• Supplied passage:
┌──

Hot Wine Trends for 2017

Updated Jan 6, 2017, with commentary from Ann Sperling on BD, Organic and Natural wines in the Canadian Market.

Nothing like finding an hour on the last day of the year to think about the new Wine Trends for 2017.  The Winerist did a great job with the following three projections.  I have highlighted below the ones that apply to the BC Wine Market.

The Top Wine Trends Expected in 2017

The wine world is a constantly growing industry. Each year the statics change and more wine is consumed. The markets are carefully watching the millennial generation. Wine slushies have become a big hit. Organic, biodynamic and natural wines are wanted. Doesn’t reading all that make you want to grab a glass? Here are the top trends you should expect to see next year.

1. Generational Growth

The Millennials generation out-drank the Baby Boomer’s generation in 2016 from a long awaited prediction. Now that the entire generation is of age to drink, about 28% of millennials drink wine on a daily basis. That means the markets will target millennials and the wine they drink.

So what wines should you expect on the shelves in 2017? Millennials won’t take the time to read how long the wine has aged. However, they will grab a bottle off the shelf if it has a graphic logo or catchy name. About 51% of millennial women said that they would prefer sustainably bottled, or organic wines. Does this mean that next year will aim to save the earth one wine bottle at a time?

2. Wine Slushies

For the summer of 2016, wine slushies were the perfect recipe to pin on your “Wine & Dine” board on Pinterest. All it takes is blending wine, fruit, and ice into a refreshing frozen drink. If you didn’t catch this new fad over the summer, don’t worry. Wine Slushies have been around for a while, but they recently caught the attention of consumers of the “DIY” world.

The recipes to try at home will soon become available at your convenience. You can find them at a few restaurants already, but by 2017, they will most likely be on the menus at local restaurants and bars all over the country. Can you imagine having a wine slushy with your favourite meal while you’re out? Yum!

3. Biodynamical Bottles

Remember how women of the millennial age drink more sustainable, organic wines? Well biodynamic, organic and minimal intervention wines are up and coming. This type of wine goes by the new terminology of “natural” wines. There are no requirements for wine to be “natural” and the process is much easier than certified organic wines. However, the wine is made from organic or biodynamic grapes.

The process behind making biodynamic and natural wine follows the concept of “let the wine make itself”. Biodynamic wines are made from a holistic point of view, where the process is natural and leaves the earth the way it was before. Grapes are grown with care all the way down to the soil. Natural wines are made with similar ingredients to biodynamic wines, but don’t require the holistic process of how the grapes are grown. Either way the “natural” wines are made, they are becoming a popular choice on the shelf. Who wouldn’t want to support sustainability?

Ann Sperling provided the following insight. As Canada’s leading biodynamic and natural winemaker, I’d like to suggest that you edit your newsletter regarding BD, Organic and Natural wines. Certification for organic and biodynamic is rigorous and the process as well as the steps to certification require serious dedication to the land and to ones craft. While no body is currently certifying natural wines in Canada, the AOC and other groups are trying to quantify the Natural wine category. What’s important here is that not only are the wines made with BD, organic or at a minimum sustainable grapes (i.e. no synthetic pesticides leaving residues on the land or in the wine) but they are made without additives in the winemaking process, including no or low sulphite levels. Minimal intervention has been around for a long time, however seriously dedicated natural winemakers use excellent vineyards and balanced, low yields to manage the outcome of their wines rather than relying on crutches from a bag or two, or three of additives. Another important point is that the BC VQA now recognizes “skin fermented white wines”, also known as “Orange” or “Amber” wines and many of these are made as natural wines. This category brings a whole new dimension to wine enjoyment since these wines are amazingly delicious with many foods, and brings out an herbal element that “Parkerized” wines have been avoiding for decades.

└──

• Data extract:

┌──

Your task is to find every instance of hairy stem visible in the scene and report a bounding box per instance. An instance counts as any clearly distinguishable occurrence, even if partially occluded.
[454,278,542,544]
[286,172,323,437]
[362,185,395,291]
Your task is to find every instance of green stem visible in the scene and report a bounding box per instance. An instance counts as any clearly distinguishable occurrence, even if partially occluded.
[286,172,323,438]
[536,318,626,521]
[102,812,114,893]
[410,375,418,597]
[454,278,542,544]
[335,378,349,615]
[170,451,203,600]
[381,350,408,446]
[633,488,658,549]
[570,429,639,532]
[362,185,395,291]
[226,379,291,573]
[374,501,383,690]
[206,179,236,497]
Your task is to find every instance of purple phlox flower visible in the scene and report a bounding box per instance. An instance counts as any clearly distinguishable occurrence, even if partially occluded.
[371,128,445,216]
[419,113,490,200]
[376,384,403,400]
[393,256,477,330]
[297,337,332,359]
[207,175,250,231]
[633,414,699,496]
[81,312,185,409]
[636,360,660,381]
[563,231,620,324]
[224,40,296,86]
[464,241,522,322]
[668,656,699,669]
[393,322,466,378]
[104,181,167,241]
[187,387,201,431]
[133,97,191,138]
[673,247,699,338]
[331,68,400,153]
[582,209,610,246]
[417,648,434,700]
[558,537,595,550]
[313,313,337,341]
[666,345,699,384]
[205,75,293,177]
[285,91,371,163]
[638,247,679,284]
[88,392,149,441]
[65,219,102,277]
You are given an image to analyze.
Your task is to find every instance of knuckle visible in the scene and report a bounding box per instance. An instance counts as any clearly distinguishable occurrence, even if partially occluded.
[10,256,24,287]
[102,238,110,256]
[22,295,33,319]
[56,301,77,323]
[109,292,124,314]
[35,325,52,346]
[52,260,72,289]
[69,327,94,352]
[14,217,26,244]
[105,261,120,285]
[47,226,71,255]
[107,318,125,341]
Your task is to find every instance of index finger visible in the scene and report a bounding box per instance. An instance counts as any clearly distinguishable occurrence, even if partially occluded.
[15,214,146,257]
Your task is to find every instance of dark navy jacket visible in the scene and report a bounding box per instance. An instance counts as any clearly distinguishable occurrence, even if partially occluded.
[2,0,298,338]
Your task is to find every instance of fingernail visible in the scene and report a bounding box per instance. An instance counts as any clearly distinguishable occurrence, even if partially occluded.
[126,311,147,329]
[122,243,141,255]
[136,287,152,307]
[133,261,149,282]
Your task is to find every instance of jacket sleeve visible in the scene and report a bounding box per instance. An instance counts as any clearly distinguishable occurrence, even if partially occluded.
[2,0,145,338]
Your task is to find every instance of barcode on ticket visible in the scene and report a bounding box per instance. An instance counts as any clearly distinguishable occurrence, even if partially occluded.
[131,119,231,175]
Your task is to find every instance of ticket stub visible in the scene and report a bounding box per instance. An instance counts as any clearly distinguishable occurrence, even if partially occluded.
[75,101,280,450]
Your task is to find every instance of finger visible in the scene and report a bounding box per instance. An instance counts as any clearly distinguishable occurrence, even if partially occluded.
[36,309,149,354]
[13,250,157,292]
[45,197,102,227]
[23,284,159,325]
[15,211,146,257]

└──

• What to do: Rewrite the part of the wine trends article that opens with "The process behind" and closes with "to support sustainability?", swapping "holistic" for "whole-system" wherever it occurs. The records have no connection to the wine trends article.

• Answer to the task:
The process behind making biodynamic and natural wine follows the concept of “let the wine make itself”. Biodynamic wines are made from a whole-system point of view, where the process is natural and leaves the earth the way it was before. Grapes are grown with care all the way down to the soil. Natural wines are made with similar ingredients to biodynamic wines, but don’t require the whole-system process of how the grapes are grown. Either way the “natural” wines are made, they are becoming a popular choice on the shelf. Who wouldn’t want to support sustainability?